-- Exercise task a --
Pick out and copy each line of the records in which the word "fallen" appears.
+++ Document excerpt +++
I do not currently have the time or inclination to address the various 
points raised in the exchange/commentary, to which I am adding some 
comments, in sufficient detail.

UC CSRG BSD original deployment largely evolved for DEC hardware 
platforms, such as the PDP-11 (with segmented overlay memory) and the 
VAX 11/780 (the first "large deployment" production "non-mainframe" with 
demand-paged virtual memory), with -- by current standards -- very slow, 
limited RAM, low bandwidth bus (such as UNIBUS), and "ethernet" NICs 
such as the DEUNA. All of this hardware platform was much less capable 
than a current X86-64 home "PC" platform, or even some ARM based 
"tablets" or "smart phones".  BSD did promulgate "sockets", and other 
innovations.  It was somewhat constrained by early ATT Unix, with a 
version of the Unix source license from ATT.  Had the legal games over 
"unix" not ensued, and had there been some entity similar to CSRG and 
the community that supported and used BSD (largely "professional"), some 
of what you wrote might not have happened.  However, it was a policy to 
build each installation of BSD from source, much more tedious than 
installable "executable" packages from commercial vendors, the same 
methodology adopted by the Linux community (communities?).  Was the BSD 
C compiler system as good as ultimately the FSF GNU C compiler?  Again, 
a matter for discussion -- but ultimately for a number of reasons, 
including open source, the GNU compilers have become a widely used 
implementation.  It was a too long time interval before a BSD variant 
was ported to the first widely deployed IA-32 machine with demand paged 
virtual memory, the 80386 with 80387 FPU; if memory serves, this was 
after ATT released a Unix for that platform.
+++ Extracted information +++
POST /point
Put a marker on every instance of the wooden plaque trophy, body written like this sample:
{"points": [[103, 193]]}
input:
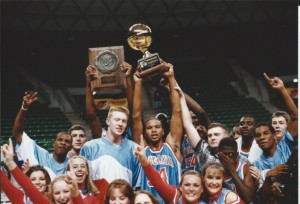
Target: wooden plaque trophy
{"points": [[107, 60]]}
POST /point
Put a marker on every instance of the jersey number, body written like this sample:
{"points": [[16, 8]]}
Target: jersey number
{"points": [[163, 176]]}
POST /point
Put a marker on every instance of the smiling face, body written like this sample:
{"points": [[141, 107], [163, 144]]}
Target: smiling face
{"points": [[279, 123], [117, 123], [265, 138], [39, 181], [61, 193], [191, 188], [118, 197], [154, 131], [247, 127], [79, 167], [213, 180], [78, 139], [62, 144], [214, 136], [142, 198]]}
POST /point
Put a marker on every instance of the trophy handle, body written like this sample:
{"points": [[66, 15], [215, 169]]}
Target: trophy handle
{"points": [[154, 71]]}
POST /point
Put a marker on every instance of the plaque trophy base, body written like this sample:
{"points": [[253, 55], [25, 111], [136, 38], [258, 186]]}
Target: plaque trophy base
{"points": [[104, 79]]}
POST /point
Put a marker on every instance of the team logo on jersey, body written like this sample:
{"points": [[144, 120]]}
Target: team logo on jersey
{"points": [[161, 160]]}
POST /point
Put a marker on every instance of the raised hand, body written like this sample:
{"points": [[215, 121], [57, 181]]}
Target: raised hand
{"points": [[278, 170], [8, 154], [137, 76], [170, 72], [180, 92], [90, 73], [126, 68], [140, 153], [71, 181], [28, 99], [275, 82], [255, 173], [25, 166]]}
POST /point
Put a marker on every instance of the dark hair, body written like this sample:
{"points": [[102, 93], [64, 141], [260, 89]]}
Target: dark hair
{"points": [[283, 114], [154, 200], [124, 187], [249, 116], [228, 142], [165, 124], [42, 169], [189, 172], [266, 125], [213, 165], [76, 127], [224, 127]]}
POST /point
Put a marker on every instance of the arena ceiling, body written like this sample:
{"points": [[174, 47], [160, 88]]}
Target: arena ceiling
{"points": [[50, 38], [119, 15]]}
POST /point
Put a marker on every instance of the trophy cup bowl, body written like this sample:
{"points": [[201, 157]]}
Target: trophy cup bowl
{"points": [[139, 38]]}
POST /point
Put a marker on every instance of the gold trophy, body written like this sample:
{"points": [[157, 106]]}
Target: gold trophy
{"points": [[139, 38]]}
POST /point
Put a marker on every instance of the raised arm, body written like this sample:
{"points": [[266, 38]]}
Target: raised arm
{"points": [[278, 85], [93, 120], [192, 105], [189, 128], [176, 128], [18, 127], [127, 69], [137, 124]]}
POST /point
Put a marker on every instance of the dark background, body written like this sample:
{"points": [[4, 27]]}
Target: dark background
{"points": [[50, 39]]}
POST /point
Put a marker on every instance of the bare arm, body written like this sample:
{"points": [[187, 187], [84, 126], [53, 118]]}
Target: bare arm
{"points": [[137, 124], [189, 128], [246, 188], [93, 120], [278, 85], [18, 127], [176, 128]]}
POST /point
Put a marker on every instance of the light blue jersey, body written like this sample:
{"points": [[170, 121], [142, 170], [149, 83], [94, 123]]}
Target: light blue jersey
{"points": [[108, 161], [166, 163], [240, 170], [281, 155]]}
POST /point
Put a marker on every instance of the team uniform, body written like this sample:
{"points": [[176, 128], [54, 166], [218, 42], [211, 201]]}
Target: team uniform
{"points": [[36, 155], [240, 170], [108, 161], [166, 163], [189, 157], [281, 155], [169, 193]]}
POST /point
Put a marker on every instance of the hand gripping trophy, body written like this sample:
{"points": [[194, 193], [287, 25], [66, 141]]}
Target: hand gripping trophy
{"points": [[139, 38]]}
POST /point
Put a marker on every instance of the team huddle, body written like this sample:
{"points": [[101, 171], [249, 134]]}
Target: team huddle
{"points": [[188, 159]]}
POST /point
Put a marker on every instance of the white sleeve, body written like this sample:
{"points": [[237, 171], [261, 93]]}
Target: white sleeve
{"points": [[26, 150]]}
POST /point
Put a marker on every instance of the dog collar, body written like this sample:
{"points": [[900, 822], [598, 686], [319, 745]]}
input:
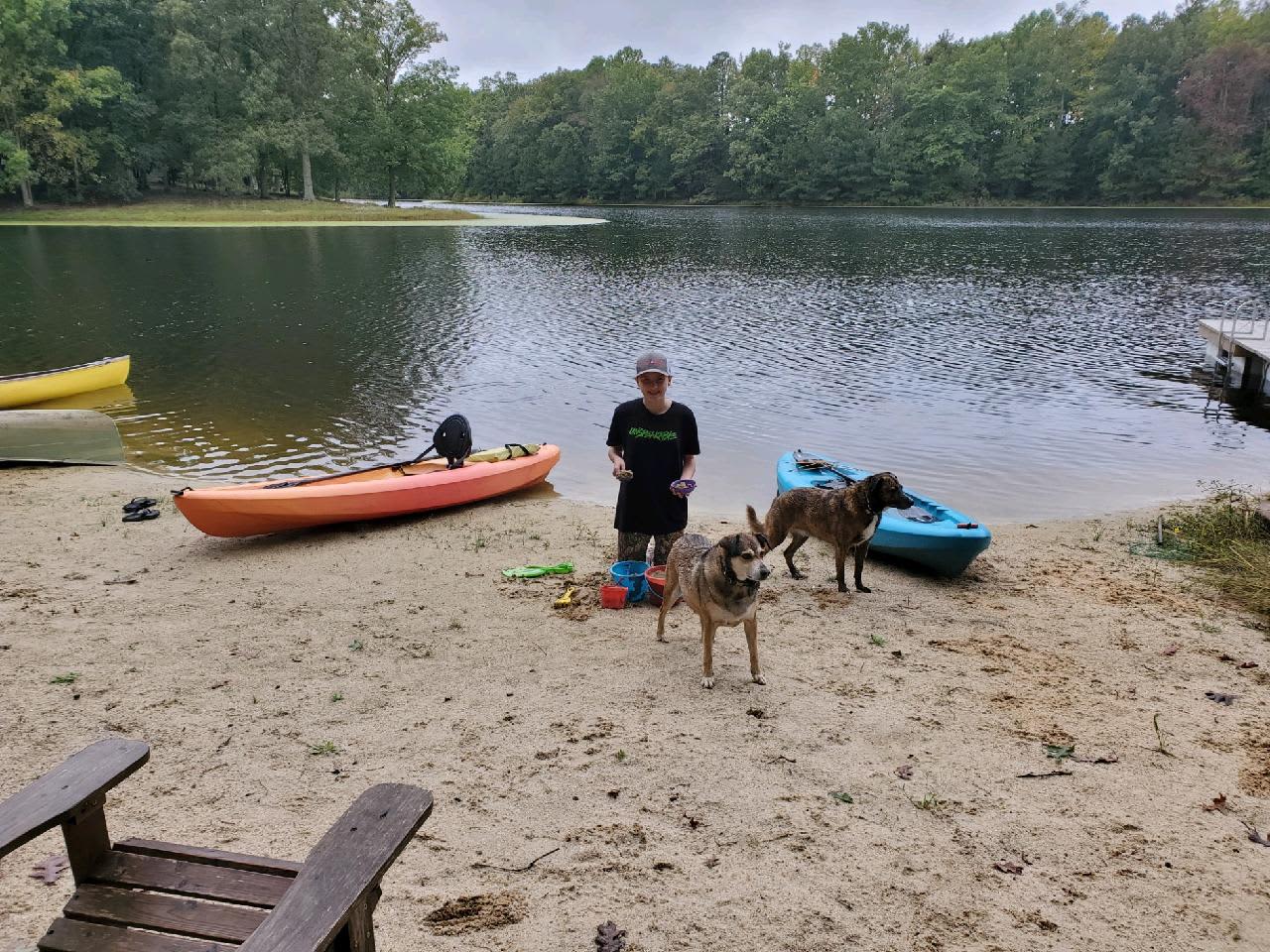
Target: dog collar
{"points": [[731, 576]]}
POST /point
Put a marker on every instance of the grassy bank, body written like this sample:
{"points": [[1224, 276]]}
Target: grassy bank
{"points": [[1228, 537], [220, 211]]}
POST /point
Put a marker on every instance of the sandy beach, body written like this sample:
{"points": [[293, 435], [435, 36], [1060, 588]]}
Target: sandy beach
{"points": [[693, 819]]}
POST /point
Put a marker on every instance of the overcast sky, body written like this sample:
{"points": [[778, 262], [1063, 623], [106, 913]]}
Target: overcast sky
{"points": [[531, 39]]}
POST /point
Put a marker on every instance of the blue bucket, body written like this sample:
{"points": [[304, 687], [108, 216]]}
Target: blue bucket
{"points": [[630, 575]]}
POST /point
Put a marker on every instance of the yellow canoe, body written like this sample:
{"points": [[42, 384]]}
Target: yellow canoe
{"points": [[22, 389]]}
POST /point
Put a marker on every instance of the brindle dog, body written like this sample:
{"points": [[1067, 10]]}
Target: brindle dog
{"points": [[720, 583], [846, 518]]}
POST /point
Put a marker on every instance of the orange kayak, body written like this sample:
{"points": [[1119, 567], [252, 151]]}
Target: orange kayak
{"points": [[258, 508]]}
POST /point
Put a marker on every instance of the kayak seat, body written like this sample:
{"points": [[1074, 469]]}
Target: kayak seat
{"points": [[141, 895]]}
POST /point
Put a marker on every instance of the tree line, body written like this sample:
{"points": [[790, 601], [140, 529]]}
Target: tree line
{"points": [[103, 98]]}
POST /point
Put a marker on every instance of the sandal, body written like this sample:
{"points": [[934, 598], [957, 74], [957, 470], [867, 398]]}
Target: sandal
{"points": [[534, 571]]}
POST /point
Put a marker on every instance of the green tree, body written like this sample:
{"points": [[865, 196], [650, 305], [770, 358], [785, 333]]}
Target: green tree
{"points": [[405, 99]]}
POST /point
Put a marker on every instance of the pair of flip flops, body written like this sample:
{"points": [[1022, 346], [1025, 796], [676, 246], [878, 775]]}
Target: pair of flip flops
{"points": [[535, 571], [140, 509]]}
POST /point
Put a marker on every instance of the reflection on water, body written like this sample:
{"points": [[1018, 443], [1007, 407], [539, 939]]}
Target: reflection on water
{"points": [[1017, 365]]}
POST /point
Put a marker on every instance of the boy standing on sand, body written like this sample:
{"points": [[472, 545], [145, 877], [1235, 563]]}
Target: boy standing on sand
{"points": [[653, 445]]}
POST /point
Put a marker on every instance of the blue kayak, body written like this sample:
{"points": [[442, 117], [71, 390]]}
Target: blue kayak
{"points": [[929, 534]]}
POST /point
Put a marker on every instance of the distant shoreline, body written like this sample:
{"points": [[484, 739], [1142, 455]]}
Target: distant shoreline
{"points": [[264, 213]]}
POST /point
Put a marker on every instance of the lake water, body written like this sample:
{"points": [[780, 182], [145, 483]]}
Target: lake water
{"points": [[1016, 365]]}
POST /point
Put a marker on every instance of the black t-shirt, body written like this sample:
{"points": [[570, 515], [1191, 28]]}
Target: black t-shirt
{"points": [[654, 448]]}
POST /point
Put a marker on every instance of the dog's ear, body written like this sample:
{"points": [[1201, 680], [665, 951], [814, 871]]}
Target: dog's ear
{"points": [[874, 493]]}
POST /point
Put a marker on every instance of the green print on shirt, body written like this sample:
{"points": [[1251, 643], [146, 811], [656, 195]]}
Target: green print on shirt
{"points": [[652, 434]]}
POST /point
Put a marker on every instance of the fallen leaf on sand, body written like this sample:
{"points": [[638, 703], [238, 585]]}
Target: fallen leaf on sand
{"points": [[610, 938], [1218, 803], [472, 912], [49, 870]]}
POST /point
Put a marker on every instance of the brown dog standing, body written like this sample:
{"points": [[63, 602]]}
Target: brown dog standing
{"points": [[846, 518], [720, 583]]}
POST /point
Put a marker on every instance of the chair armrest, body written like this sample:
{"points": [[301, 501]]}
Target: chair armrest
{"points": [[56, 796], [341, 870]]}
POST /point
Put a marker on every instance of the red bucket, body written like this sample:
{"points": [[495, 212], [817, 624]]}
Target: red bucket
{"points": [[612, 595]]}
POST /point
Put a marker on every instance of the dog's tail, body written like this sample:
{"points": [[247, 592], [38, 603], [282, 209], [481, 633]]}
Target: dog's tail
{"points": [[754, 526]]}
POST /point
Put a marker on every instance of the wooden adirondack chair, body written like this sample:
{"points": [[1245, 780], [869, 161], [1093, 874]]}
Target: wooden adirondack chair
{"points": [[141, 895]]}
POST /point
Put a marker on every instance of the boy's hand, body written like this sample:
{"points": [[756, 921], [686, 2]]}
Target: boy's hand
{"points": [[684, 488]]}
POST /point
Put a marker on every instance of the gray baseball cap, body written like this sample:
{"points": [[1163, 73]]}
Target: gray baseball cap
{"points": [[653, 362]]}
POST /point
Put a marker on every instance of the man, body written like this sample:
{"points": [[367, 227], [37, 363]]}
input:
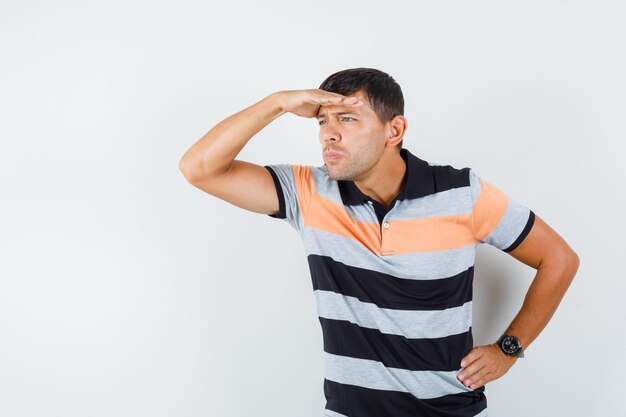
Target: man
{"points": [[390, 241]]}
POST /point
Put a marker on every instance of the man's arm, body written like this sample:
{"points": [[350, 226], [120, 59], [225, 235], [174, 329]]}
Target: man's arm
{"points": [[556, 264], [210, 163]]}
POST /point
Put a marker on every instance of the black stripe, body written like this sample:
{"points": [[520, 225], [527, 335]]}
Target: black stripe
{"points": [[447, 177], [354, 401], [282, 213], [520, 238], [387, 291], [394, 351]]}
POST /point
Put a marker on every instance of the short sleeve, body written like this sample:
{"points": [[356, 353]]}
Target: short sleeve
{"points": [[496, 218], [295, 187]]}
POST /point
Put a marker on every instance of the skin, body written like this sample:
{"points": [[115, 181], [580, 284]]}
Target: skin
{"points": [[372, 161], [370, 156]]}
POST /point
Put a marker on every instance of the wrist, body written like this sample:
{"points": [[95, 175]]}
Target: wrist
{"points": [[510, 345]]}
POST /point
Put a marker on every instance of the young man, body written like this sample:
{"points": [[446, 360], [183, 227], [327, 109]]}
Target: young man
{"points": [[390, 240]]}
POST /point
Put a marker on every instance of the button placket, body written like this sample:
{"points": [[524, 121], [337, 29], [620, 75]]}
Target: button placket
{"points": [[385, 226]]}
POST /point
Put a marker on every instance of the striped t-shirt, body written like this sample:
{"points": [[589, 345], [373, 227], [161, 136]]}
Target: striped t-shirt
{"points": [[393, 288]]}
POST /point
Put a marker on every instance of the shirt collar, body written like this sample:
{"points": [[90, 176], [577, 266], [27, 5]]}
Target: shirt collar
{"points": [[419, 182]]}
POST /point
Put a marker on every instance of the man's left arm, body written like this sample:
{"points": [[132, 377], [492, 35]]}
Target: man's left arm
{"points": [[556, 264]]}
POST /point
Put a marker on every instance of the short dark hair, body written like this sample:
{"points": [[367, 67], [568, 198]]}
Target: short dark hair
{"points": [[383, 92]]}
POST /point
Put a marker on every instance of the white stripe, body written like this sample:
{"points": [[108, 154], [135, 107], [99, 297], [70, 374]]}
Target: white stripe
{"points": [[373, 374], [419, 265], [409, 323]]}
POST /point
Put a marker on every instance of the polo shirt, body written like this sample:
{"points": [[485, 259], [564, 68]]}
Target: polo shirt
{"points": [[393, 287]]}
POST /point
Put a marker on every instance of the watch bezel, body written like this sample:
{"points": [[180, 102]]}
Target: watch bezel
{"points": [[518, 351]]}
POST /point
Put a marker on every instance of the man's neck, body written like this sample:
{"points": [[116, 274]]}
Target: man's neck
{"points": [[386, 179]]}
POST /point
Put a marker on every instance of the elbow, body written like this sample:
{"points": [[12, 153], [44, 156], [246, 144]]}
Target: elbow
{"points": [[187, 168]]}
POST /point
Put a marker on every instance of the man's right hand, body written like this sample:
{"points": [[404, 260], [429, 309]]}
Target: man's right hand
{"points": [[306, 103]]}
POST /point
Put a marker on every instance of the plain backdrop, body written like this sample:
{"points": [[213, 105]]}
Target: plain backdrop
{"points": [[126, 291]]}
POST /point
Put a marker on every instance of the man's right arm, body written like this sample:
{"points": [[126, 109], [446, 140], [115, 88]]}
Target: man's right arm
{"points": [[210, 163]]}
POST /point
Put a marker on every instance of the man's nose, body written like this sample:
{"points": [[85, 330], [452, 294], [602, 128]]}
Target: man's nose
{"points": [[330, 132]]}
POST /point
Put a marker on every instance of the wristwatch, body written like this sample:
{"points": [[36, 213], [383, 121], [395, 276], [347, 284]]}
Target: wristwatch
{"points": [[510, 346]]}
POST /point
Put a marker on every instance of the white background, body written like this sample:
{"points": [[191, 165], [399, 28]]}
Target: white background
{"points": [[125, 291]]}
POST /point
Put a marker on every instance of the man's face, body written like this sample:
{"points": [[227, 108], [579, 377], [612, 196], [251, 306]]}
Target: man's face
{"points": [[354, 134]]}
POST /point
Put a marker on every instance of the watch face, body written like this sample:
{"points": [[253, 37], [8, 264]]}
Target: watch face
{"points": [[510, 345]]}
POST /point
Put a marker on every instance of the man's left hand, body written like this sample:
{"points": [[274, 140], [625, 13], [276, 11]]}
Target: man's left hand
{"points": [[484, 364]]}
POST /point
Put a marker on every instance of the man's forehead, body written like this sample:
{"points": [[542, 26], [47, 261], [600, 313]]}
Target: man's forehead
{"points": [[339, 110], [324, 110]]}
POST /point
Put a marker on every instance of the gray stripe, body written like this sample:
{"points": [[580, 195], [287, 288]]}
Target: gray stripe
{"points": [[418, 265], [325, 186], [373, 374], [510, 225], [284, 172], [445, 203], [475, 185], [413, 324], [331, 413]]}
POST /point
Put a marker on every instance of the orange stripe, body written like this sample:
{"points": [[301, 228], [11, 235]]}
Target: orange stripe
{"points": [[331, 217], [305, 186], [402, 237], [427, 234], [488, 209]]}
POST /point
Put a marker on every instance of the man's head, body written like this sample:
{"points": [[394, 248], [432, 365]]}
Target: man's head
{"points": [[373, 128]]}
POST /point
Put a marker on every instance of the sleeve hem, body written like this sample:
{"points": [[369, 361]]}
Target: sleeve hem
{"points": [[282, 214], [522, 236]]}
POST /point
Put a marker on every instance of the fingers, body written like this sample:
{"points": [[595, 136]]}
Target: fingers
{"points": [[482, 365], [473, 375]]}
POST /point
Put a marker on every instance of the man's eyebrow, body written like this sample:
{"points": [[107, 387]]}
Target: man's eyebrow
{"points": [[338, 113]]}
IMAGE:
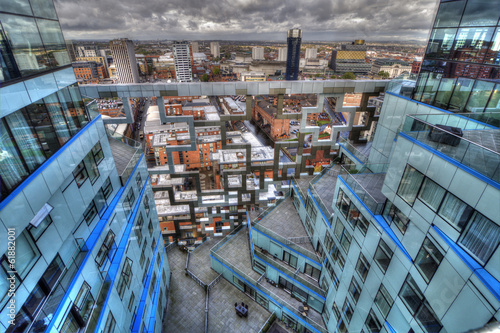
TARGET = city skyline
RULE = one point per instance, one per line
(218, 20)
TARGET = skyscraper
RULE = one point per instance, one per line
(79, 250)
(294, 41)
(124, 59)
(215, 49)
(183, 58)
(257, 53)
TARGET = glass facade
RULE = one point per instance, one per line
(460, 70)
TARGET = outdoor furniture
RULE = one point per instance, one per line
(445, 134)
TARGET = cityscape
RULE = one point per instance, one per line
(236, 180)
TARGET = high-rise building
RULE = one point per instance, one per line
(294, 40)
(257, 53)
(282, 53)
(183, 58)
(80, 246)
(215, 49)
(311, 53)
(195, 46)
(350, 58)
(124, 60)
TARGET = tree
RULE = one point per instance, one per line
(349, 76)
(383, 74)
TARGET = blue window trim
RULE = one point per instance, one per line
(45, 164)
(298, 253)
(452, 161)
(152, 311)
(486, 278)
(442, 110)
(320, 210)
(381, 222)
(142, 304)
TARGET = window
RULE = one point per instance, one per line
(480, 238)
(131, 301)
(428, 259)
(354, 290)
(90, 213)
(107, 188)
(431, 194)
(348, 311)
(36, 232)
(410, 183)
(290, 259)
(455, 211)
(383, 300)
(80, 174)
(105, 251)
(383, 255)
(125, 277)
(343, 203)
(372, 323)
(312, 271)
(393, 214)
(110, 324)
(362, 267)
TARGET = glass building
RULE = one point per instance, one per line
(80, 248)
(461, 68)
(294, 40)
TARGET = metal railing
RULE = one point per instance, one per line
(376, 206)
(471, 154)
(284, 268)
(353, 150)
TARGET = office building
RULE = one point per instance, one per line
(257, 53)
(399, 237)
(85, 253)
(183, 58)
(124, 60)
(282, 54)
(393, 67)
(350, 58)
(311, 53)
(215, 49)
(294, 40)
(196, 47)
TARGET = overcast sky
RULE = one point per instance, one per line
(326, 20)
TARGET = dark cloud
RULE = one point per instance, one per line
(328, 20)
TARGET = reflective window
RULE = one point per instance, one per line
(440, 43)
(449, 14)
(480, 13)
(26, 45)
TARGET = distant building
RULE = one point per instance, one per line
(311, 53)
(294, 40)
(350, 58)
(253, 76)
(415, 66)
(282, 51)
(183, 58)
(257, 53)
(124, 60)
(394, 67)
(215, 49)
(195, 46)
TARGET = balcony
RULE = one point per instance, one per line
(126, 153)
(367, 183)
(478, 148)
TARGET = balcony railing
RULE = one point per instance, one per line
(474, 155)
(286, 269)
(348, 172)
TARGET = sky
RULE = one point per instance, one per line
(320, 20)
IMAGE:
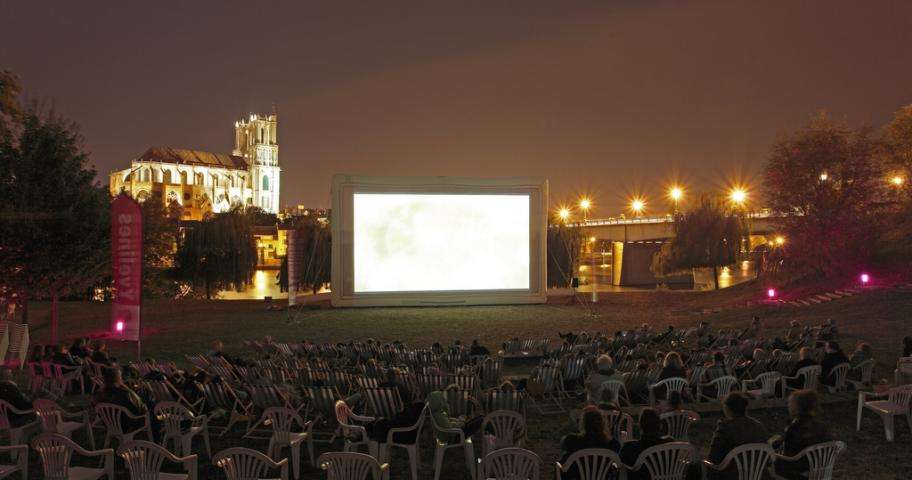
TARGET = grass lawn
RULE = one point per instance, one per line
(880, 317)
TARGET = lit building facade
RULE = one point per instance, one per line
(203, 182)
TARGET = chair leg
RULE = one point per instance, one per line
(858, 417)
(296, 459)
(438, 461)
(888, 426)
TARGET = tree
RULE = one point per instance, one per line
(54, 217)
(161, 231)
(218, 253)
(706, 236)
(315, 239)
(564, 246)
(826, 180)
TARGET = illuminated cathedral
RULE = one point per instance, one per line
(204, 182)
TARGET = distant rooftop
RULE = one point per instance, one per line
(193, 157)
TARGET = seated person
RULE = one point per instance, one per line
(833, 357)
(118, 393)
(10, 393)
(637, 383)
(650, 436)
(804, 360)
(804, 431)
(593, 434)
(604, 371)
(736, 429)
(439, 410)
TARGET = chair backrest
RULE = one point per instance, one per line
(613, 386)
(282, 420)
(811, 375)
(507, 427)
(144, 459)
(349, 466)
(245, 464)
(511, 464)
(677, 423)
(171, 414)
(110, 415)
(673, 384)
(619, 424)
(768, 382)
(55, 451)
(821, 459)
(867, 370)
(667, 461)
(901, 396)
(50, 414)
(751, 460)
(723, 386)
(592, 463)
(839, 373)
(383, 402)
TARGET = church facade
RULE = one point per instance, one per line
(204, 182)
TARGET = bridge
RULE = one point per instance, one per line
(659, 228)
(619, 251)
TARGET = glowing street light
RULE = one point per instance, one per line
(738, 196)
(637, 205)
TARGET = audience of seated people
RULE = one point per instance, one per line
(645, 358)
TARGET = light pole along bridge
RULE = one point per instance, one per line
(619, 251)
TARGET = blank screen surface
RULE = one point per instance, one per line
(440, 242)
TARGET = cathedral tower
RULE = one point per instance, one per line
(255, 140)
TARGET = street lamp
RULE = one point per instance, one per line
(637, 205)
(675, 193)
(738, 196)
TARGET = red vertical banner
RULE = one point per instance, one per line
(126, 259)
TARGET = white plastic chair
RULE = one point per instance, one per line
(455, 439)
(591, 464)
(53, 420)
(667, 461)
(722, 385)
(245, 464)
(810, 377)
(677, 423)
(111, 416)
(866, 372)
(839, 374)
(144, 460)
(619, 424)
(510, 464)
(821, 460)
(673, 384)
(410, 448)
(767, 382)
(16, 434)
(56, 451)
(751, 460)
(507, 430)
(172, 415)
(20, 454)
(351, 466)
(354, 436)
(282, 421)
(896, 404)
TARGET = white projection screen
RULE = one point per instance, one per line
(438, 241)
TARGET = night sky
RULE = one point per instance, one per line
+++
-- Exercise task b --
Return the part of the BSD history post starting with "I do not currently" and going on through "in sufficient detail.", copied word for word.

-- Exercise output a --
Put a marker on every instance of the fallen leaf on sand, body written like this sample:
Target: fallen leaf on sand

-- Exercise output b --
I do not currently have the time or inclination to address the various 
points raised in the exchange/commentary, to which I am adding some 
comments, in sufficient detail.